◆ **Tasks**
1. Reproduce the stretch from "With the fixes" through "has a new tag.", word for word, from the discussion of the pyepics and ophyd teardown fix.
2. Carry on the discussion of the pyepics and ophyd teardown fix, starting right after its last sentence.

◆ **Reading passage**
Note that release_pvs clears auto monitor, which tries to connect because count isn't available. I had tried to fix this on pyepics's side, but apparently it was a huge can of worms (pyepics/pyepics#203)

danielballan · 2020-05-14T01:16:39Z

Thanks, @klauer. Will hold off in that case.

klauer · 2020-05-15T23:44:53Z

@hhslepicka with the new pyepics master, is your test suite still failing?

hhslepicka · 2020-05-16T01:43:57Z

They are not failing anymore

MikeHart85 · 2020-05-22T19:05:10Z

Just checking that I understood correctly: Typhos tests pass okay with both the latest pyepics master and this branch of ophyd, correct?

To be sure we're not ending up with redundant fixes I tried various on/off combinations of:

Caproto's tests pass with both 1+4 and 1+2+4. They fail with 2+4, 2+3, and 2+3+4.

If I understood correctly, Typhos tests pass with 1+2+4, but fail with just 1+4.

In summary: This PR should still be merged, but some downstream projects may experience failures unless they also have pyepics at the current master or later. 2 and 4 are needed and already merged, so no action required. 3 is not merged and doesn't need to be, so no action required.

Is this consistent with everyone else's understanding?

klauer · 2020-05-22T19:16:42Z

I think that's probably about right. Though any project with many disconnected PVs will greatly increase the possibility of the teardown hanging without (2) and (3). It certainly may happen with the ophyd test suite. Try even the simple:

import ophyd

sigs = {
    i: ophyd.EpicsSignal(f'sim:mtr{i}', name=f'sig{i}')
    for i in range(10000)
}

Hangs with pyepics/pyepics@9371da8 (on clear_auto_monitor)
Succeeds with pyepics/pyepics@master

This, in my opinion, indicates that there should be a new push for a pyepics tag and a bump in ophyd's requirement of it.

hhslepicka · 2020-05-22T19:18:28Z

Typhos pass with:

pyepics - fixed from 204
ophyd - master

With the fixes at pyepics I think that this PR can be closed.

MikeHart85 · 2020-05-22T19:23:49Z

Okay, so we probably want to merge this and maybe beta tag it so we can fix caproto tests, but hold off on a full ophyd release until (3) is merged and pyepics has a new tag.

It would be great to confirm this branch doesn't break Typhos tests as well.

◆ **Records supplied**

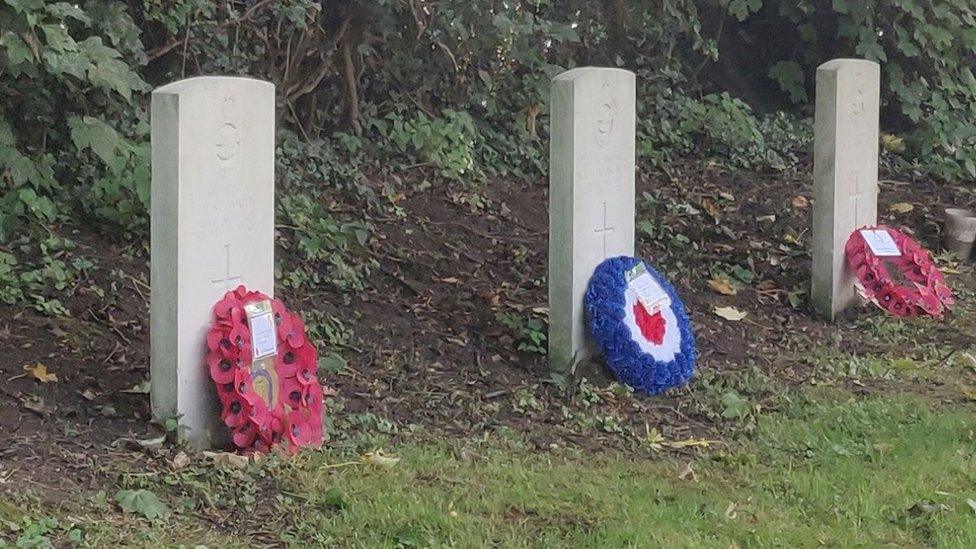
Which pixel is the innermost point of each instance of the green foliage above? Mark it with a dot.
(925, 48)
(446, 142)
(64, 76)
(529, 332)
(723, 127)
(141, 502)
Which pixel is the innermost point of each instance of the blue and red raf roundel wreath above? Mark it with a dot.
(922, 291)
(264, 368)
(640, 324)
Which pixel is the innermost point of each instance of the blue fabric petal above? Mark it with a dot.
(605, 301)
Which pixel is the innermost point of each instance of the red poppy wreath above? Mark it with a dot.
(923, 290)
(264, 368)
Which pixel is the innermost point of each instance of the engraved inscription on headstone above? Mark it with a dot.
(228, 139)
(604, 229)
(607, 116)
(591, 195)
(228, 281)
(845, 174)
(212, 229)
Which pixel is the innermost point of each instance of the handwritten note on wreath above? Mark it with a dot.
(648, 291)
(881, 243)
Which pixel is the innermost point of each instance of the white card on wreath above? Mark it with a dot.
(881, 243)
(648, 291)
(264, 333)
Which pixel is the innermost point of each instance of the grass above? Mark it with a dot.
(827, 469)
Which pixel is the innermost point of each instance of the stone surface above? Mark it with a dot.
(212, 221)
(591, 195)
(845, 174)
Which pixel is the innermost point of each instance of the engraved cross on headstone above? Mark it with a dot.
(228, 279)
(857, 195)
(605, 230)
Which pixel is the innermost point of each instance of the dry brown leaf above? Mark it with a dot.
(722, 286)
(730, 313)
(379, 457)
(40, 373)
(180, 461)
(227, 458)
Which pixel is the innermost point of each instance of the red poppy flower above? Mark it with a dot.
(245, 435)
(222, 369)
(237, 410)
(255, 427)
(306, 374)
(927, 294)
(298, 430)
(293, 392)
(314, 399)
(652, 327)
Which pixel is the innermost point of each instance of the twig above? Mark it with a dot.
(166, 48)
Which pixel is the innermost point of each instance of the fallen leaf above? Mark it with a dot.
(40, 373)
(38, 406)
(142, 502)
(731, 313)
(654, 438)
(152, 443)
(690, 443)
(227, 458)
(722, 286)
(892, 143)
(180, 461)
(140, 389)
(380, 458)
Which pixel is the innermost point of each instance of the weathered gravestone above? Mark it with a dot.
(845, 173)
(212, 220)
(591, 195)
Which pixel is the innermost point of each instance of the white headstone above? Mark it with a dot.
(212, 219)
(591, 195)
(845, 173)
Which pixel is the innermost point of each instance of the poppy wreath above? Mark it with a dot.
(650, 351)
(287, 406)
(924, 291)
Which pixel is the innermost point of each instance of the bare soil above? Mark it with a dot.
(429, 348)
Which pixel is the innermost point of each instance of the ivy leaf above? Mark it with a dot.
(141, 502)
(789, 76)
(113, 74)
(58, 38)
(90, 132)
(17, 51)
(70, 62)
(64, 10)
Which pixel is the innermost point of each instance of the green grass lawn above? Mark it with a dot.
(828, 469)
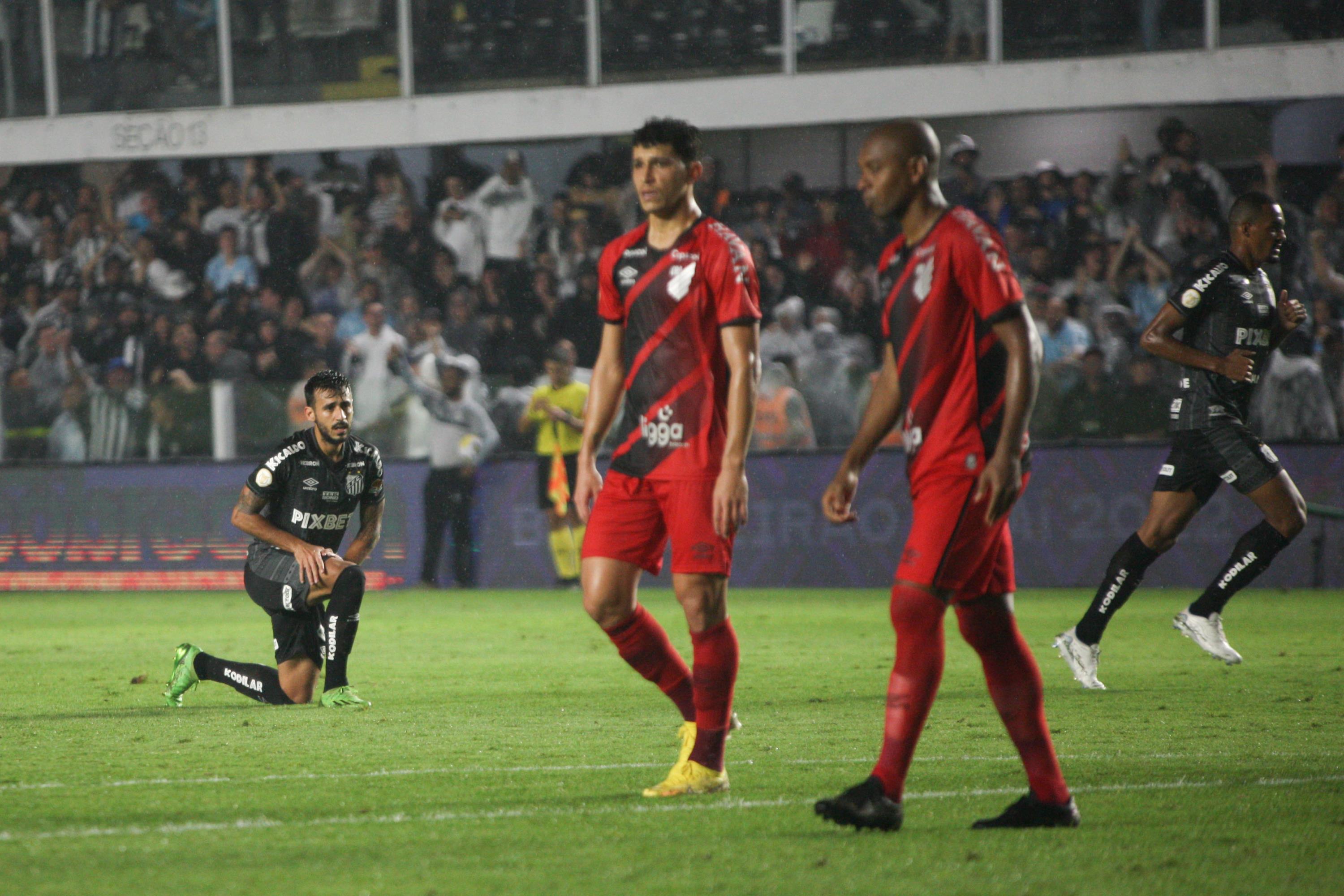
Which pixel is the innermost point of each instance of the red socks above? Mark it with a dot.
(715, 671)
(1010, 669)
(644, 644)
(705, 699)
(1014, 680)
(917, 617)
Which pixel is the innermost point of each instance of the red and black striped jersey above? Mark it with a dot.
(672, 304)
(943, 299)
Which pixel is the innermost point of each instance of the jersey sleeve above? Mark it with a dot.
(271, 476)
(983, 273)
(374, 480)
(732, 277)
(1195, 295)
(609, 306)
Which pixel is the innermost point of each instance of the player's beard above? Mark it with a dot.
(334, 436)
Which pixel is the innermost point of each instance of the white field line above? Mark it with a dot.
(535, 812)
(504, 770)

◆ **Results by task**
1.
With the fixes at pyepics I think that this PR can be closed.

MikeHart85 · 2020-05-22T19:23:49Z

Okay, so we probably want to merge this and maybe beta tag it so we can fix caproto tests, but hold off on a full ophyd release until (3) is merged and pyepics has a new tag.

2.
MikeHart85 · 2020-05-22T19:39:51Z

And a heads up on the pyepics side of things, with the current master the following snippet still triggers an uncatchable exception on teardown:

import epics

class Broken:
    def __init__(self, pv):
        self.pv = epics.get_pv(pv)
    def __del__(self):
        self.pv.clear_auto_monitor()

mypv = Broken('sim:mtr1')

Adding (3) replaces the exception with the RuntimeError that is introduced there. But that is a big improvement, because this one can be caught in del.

Using weakref.finalize in a simple example like this sidesteps the issue entirely, but as we've seen that's not enough by itself in more complex situations.

MikeHart85 · 2020-05-22T20:04:32Z

I also tried replacing, in epics/ca.py:

    if AUTO_CLEANUP:
        atexit.register(finalize_libca)

... with ...

    if AUTO_CLEANUP:
        weakref.finalize(sys.modules[__name__], finalize_libca)

... hoping that this would delay finalization enough to avoid the problem altogether, because the module shouldn't go out of scope until nothing needs it, ergo after __del__ and any other finalizers referencing things in ca ran.

Unfortunately it made no noticeable difference. :(

hhslepicka · 2020-05-22T22:42:04Z

@MikeHart85 why not pursue the fix for that at pyepics instead of patching here?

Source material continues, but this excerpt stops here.